Lines of data
****

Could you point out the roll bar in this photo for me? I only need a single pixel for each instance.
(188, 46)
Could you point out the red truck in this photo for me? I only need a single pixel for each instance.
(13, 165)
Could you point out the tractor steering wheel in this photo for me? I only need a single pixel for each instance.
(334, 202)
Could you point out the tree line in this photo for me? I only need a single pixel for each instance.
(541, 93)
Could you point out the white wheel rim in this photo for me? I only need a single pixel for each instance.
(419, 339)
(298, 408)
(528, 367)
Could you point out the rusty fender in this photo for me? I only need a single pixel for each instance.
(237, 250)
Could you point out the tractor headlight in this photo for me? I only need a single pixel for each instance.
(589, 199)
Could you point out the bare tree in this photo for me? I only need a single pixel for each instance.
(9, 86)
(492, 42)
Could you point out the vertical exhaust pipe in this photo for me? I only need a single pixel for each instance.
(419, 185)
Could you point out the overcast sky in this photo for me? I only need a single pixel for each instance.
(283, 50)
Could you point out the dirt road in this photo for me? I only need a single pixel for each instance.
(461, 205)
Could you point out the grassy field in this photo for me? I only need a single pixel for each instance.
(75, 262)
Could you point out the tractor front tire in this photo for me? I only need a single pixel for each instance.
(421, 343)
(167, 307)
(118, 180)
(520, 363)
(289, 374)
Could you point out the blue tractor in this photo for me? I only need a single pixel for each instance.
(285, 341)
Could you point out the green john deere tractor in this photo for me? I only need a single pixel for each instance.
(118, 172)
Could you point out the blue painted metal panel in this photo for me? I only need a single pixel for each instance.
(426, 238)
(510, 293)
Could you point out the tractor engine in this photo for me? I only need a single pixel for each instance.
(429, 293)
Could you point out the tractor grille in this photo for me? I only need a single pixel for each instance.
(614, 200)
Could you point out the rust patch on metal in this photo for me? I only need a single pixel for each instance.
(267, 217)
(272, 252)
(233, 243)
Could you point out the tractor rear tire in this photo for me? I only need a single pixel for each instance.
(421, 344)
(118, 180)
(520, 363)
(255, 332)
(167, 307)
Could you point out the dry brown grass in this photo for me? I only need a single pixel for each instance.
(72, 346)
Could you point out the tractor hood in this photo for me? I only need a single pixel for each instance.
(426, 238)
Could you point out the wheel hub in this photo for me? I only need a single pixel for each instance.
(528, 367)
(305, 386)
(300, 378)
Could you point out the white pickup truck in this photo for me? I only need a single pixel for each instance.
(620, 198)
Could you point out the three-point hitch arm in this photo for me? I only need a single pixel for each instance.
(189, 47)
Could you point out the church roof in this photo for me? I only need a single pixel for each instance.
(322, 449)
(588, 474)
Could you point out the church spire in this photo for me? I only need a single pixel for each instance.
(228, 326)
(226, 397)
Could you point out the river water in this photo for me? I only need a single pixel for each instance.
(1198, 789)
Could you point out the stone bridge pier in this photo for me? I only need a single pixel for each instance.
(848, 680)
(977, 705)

****

What to produce
Copy every one of the items above word for word.

Exercise result
Could you point out the roll bar in this photo for me? I only need a single pixel for each instance.
(188, 46)
Could you point out the red truck in this photo for me? I only need a single pixel for each instance.
(13, 165)
Could you point out the tractor steering wheel in this photo for me? I only need a single pixel for each instance.
(334, 202)
Could you point out the tree line in this photo for me? I only need a single pixel for each instance.
(541, 93)
Could you point out the white wheel rim in this photo for me? I only need a single pixel for each instance.
(419, 339)
(298, 408)
(528, 367)
Could you point out the rusty fender in this photo for me? I only need a single pixel for each instance.
(237, 250)
Could you point out the tractor headlight in this photo for me? I only need a single pixel for each instance.
(589, 199)
Could you point out the bare tree in this photo for me? I only need a single pixel for each instance.
(9, 86)
(492, 42)
Could you point out the vertical exhaust pipe in this photo for me? I only need a single pixel for each instance.
(419, 185)
Could you point out the overcast sky in this photo for me? I only need a single pixel for each instance.
(283, 50)
Could you point out the dirt road in this photo for me? I only need a single pixel for each instance.
(461, 205)
Could you point out the grassy field in this photo for me? I only need a single pixel for each instance.
(75, 262)
Could you point out the tractor front tire in this photo for me? I only need a single pixel for each instance.
(421, 343)
(167, 307)
(118, 180)
(520, 363)
(289, 374)
Could you point out the blue tractor in this photo for me? I only need a single pixel for each instance.
(285, 341)
Could you point out the green john deere tractor in this photo for me? I only need a single pixel for each instance.
(118, 172)
Could you point out the blue painted metal panel in this photo for me? I only need a single pixel for each instance.
(426, 238)
(510, 293)
Could you point out the tractor engine in this photo for me? I only need a single pixel for each instance.
(429, 293)
Could you point out the tractor grille in this photo for me? I only need a single pixel for each instance.
(614, 200)
Could you point out the rust patch on metal in this photo for me? I only need a single pixel for each instance.
(267, 217)
(272, 252)
(233, 243)
Could you point out the tractor rear tire in this photo for me? I only need a single pixel for each instance.
(421, 344)
(118, 180)
(520, 363)
(255, 332)
(167, 307)
Could you point out the dry brown grass in this photo for me? I only need a single pixel for each instance.
(72, 346)
Could you point out the tractor hood in this photo for me? I only need a single pixel for each instance.
(426, 238)
Could you point out the wheel hub in this photo for me? I only need a single pixel for each instance.
(528, 367)
(305, 386)
(300, 378)
Could you point out the white pickup truck in this photo for me? I only need a single pixel for each instance.
(620, 198)
Could you point out the three-point hitch arm in this photo for me? I only need a single pixel for each instance.
(189, 47)
Could you point out the church roof in this photo for me? I only need a single pixel for each instance.
(322, 449)
(588, 474)
Could you point out the church spire in this photo for me? I only need a single pixel for each instance.
(228, 326)
(226, 397)
Could you point out the river water in this photo for me? I only need a single pixel for each instance.
(1198, 789)
Could you point out the stone bridge pier in this photo for me? I only need a single pixel for each instance.
(848, 680)
(977, 705)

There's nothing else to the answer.